══ Provided passage ══

Despite its conviction that the ‘plaintiffs’ claims lacked any merit’, the German firm is paying out $650 million and expects ‘most, if not all’ to accept the terms – and vows to “vigorously defend against those who do not”.

The company says in a statement: “The settlement enables Boehringer Ingelheim to focus solely on its mission of improving patients’ lives and allows the company to avoid the distraction and uncertainty of lengthy litigation.”

Approved in 2011, Pradaxa (dabigatran etexilate) has been at the centre of these state and federal cases over allegations that it has caused severe or fatal bleeding. Bleeding is a well-known complication of all anticoagulant medicines, with their ability to prevent strokes and thus save lives balanced against this side effect.

The drug is one of three new oral blood thinners - along with Bayer’s Xarelto (rivaroxaban) and Pfizer/Bristol-Myers Squibb’s Eliquis (apixaban) - looking to replace the 50-year old treatment warfarin.

The US Food and Drug Administration reaffirmed on 13 May that the benefits of Pradaxa outweigh its risks and it was a ‘tough decision’ to settle, Boehringer said.

“Time and again the benefits and safety of Pradaxa have been confirmed in many clinical trials and in real world data analyses,” said Andreas Neumann, the firm’s general counsel. “This settlement does not change the facts about Pradaxa or its importance to patients.”

Neumann launched a scathing attack on the US legal system, saying it was “described by some as a business where lawyers run advertising campaigns to find clients”. He also said that juries made up of lay people deciding about ‘very difficult scientific matters’ tended to come up with verdicts which were hard to predict.

In February, internal company documents released by a US court showed that Boehringer attempted to delay and revise the publication of important drug information. The study the firm wanted to delay showed that Pradaxa may require closer monitoring by medical staff as more patients were having bleeds than would be expected.

A key aspect of the drug’s appeal is supposed to be that it does not require such monitoring and therefore is easier for patients to take – and any data suggesting otherwise could dampen the drug’s revenue stream.

═══
══ Records provided ══

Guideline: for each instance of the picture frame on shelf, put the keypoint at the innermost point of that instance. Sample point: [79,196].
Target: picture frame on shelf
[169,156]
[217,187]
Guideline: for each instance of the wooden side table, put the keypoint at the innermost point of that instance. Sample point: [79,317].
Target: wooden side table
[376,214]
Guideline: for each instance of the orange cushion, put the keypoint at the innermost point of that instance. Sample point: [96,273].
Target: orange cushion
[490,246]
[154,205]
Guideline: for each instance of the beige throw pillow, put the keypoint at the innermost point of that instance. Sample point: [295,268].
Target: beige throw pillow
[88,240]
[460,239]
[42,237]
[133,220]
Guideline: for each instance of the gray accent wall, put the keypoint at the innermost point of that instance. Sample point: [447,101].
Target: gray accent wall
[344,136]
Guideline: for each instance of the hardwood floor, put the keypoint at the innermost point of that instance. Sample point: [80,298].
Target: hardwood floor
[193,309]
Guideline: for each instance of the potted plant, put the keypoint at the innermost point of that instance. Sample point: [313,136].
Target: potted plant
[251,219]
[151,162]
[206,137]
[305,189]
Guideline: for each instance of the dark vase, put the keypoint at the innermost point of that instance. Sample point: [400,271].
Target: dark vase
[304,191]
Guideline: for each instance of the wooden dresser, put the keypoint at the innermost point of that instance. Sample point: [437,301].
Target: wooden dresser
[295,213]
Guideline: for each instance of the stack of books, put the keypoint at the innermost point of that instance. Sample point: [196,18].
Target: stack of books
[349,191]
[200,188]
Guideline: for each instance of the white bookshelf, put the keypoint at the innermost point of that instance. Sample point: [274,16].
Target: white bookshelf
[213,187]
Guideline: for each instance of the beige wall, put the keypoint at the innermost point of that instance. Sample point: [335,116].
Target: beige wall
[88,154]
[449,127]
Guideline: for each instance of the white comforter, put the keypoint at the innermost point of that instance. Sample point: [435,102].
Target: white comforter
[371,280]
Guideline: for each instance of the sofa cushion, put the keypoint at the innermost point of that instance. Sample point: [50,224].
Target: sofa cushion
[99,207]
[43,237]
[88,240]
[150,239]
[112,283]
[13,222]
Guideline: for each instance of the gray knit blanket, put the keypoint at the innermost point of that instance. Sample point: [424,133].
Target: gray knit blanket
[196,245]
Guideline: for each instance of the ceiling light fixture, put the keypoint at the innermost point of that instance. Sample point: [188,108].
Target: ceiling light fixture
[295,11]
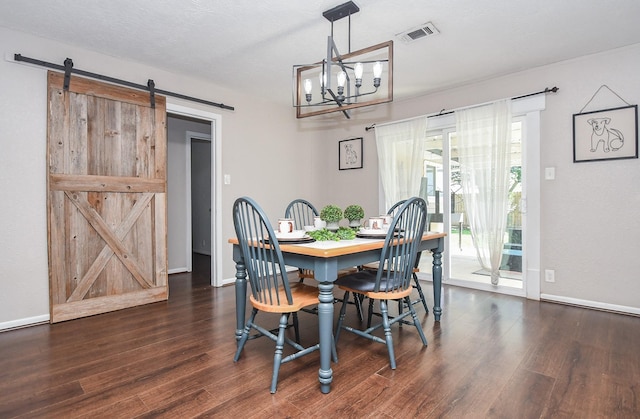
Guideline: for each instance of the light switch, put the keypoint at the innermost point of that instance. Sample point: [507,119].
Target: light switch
[549,173]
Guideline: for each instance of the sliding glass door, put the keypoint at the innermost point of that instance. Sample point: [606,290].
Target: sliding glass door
[441,188]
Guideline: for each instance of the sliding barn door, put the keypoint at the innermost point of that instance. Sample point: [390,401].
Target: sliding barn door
[106,198]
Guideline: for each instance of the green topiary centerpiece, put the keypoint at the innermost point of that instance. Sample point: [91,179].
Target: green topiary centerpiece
[332,214]
[354,213]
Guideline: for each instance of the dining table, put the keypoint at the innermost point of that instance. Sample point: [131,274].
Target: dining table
[326,258]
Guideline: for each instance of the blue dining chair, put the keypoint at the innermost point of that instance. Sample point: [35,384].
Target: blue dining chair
[393,278]
[271,291]
[302,212]
[416,282]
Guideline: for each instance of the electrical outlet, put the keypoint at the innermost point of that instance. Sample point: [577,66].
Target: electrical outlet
[549,275]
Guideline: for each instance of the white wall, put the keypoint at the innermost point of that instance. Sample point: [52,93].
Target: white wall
[590,223]
[253,141]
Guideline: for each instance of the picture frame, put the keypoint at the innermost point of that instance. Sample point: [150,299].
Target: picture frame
[607,134]
[350,154]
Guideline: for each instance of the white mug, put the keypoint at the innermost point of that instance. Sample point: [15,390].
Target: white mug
[285,225]
[375,223]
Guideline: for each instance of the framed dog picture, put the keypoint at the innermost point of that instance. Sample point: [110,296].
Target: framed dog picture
[350,154]
[606,135]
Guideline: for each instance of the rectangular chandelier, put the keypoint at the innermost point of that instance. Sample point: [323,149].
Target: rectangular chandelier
[340,83]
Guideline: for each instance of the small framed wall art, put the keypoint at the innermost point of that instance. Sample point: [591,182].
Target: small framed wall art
[350,154]
[606,134]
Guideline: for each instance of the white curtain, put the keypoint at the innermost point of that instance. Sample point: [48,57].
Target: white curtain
[400,158]
[484,142]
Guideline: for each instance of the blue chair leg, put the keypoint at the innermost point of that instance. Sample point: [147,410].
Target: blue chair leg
[295,327]
[343,312]
[419,288]
[416,323]
[277,358]
[384,311]
[245,335]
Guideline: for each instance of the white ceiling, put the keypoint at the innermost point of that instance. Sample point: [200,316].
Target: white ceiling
[251,45]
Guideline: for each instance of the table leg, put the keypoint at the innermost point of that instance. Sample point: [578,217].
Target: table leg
[241,297]
[437,282]
[325,320]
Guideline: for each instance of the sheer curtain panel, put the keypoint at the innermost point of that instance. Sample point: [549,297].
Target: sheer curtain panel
[484,144]
[400,158]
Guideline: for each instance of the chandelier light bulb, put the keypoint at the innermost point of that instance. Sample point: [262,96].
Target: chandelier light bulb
[358,70]
[307,90]
[377,73]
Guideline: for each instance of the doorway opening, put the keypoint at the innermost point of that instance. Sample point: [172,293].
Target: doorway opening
[194,184]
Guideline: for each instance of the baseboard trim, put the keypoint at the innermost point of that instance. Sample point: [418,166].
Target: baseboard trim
[597,305]
[27,321]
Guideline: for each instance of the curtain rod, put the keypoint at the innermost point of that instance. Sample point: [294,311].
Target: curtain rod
[150,87]
[442,112]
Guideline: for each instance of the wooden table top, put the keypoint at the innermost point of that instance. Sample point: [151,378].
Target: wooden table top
[329,249]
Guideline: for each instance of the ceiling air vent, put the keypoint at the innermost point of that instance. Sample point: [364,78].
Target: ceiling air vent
[419,32]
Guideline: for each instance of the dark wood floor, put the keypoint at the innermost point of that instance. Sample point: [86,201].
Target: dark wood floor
[490,356]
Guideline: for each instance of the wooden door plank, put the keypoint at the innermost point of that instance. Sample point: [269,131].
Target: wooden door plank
[92,183]
[107,235]
[106,252]
[107,152]
[98,305]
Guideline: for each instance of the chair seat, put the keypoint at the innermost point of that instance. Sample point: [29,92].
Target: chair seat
[363,282]
[302,295]
[374,267]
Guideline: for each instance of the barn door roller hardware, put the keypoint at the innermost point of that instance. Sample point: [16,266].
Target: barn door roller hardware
[150,87]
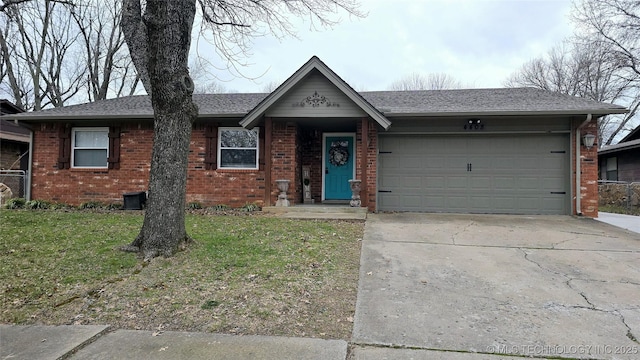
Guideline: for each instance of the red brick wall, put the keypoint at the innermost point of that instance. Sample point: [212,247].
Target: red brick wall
[75,186]
[369,180]
[285,161]
[588,171]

═══

**Activity 1:** Change "general counsel" to "chief legal officer" in the Pradaxa settlement passage, and give everything from "The US Food" down to "hard to predict." with that one substitution made.
**Activity 2:** Take the passage on the Pradaxa settlement further by writing the text that follows its final sentence.

**Your response 1:**
The US Food and Drug Administration reaffirmed on 13 May that the benefits of Pradaxa outweigh its risks and it was a ‘tough decision’ to settle, Boehringer said.

“Time and again the benefits and safety of Pradaxa have been confirmed in many clinical trials and in real world data analyses,” said Andreas Neumann, the firm’s chief legal officer. “This settlement does not change the facts about Pradaxa or its importance to patients.”

Neumann launched a scathing attack on the US legal system, saying it was “described by some as a business where lawyers run advertising campaigns to find clients”. He also said that juries made up of lay people deciding about ‘very difficult scientific matters’ tended to come up with verdicts which were hard to predict.

**Your response 2:**
This is important information for doctors to know as patients could be at risk of haemorrhaging, but Boehringer did not release it right away.

In an email published by the court, one anonymous employee complained that the paper would harm the company’s marketing efforts and make discussions with regulatory agencies more difficult, and asked if its publication could be avoided.

Andreas Clemens, a medical team leader for the drug, wrote that he believed the findings were important and should be published - but with revision. “The world is crying for this information, but the tricky part is that we have to tailor the messages smart.”

In another email Clemens expressed concern that the paper ‘could be a liability issue’ for the company.

Boehringer itself has said that 260 cases of fatal bleeding have been linked to Pradaxa in post-marketing studies - but the frequency of occurrence was still significantly lower than that observed in the clinical trials that supported the drug’s approval.

The European Medicines Agency has suggested making advice to doctors and patients clearer - including more specific guidance on when Pradaxa must not be used, as well as advice on managing patients and reversing the anticoagulant effect of Pradaxa if bleeding occurs.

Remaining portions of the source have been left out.